**Work instructions:** Update the items below by replacing "mesh sack" with "net bag" and keeping every other part the same.

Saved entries
□ □ □
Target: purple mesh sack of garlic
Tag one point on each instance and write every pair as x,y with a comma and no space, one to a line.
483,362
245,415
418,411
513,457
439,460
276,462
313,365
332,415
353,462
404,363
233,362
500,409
□ □ □
**Completed exercise:**
Target: purple net bag of garlic
Tag one point on each instance and write every pair as x,y with a comma and no space, one to a line.
483,362
245,415
418,411
513,457
439,460
276,462
313,365
332,415
353,462
404,363
233,362
500,409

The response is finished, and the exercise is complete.